══ Input data ══

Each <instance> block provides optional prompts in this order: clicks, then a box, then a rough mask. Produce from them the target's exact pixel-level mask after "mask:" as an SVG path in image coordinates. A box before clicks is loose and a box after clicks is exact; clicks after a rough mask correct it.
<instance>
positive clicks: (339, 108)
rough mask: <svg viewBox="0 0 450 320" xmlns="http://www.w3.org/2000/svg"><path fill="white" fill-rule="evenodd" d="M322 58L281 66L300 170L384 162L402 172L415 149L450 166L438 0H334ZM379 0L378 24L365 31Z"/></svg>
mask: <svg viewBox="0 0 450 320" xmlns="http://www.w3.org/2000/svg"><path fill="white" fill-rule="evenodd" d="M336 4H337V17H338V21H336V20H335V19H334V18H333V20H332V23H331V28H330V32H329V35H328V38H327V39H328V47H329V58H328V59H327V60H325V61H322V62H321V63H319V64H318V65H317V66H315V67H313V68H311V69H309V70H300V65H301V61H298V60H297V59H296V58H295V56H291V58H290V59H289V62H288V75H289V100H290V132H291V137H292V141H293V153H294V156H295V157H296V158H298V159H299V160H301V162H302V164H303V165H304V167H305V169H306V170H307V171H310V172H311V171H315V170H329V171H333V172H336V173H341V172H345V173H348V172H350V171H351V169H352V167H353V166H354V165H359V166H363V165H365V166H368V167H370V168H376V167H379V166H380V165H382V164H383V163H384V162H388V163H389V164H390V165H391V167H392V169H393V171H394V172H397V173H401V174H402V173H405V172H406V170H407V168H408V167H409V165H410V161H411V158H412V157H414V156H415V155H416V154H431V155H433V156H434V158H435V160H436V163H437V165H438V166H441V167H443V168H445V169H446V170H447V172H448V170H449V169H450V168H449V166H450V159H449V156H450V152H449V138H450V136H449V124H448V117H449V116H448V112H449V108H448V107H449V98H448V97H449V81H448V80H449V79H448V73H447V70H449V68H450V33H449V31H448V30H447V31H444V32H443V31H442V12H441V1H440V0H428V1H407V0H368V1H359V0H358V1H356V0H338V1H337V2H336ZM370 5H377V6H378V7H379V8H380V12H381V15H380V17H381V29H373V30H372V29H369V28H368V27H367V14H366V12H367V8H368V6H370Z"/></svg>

═══

Exercise objective:
Copy the data above word for word, line by line, with no changes.

Exercise answer:
Each <instance> block provides optional prompts in this order: clicks, then a box, then a rough mask. Produce from them the target's exact pixel-level mask after "mask:" as an SVG path in image coordinates. A box before clicks is loose and a box after clicks is exact; clicks after a rough mask correct it.
<instance>
positive clicks: (339, 108)
rough mask: <svg viewBox="0 0 450 320" xmlns="http://www.w3.org/2000/svg"><path fill="white" fill-rule="evenodd" d="M322 58L281 66L300 170L384 162L402 172L415 149L450 166L438 0H334ZM379 0L378 24L365 31Z"/></svg>
mask: <svg viewBox="0 0 450 320" xmlns="http://www.w3.org/2000/svg"><path fill="white" fill-rule="evenodd" d="M336 4H337V17H338V21H336V20H335V19H334V18H333V20H332V23H331V28H330V32H329V35H328V38H327V39H328V47H329V58H328V59H327V60H325V61H322V62H321V63H319V64H318V65H317V66H315V67H313V68H311V69H309V70H300V65H301V61H298V60H297V59H296V58H295V56H291V58H290V59H289V62H288V75H289V100H290V132H291V137H292V141H293V153H294V156H295V157H296V158H298V159H299V160H301V162H302V164H303V165H304V167H305V169H306V170H307V171H310V172H311V171H315V170H329V171H333V172H336V173H341V172H345V173H348V172H350V171H351V169H352V167H353V166H354V165H359V166H363V165H365V166H368V167H370V168H376V167H379V166H380V165H382V164H383V163H384V162H388V163H389V164H390V165H391V167H392V169H393V171H394V172H397V173H401V174H402V173H405V172H406V170H407V168H408V167H409V165H410V161H411V158H412V157H414V156H415V155H416V154H431V155H433V156H434V158H435V160H436V163H437V165H438V166H441V167H443V168H445V169H446V170H447V172H448V170H449V169H450V168H449V166H450V159H449V156H450V152H449V138H450V136H449V124H448V117H449V116H448V112H449V108H448V107H449V98H448V97H449V81H448V80H449V79H448V73H447V70H449V68H450V33H449V31H448V30H447V31H444V32H443V31H442V12H441V1H440V0H428V1H407V0H368V1H359V0H358V1H356V0H338V1H337V2H336ZM370 5H377V6H378V7H379V8H380V12H381V15H380V17H381V29H373V30H372V29H369V28H368V27H367V14H366V12H367V8H368V6H370Z"/></svg>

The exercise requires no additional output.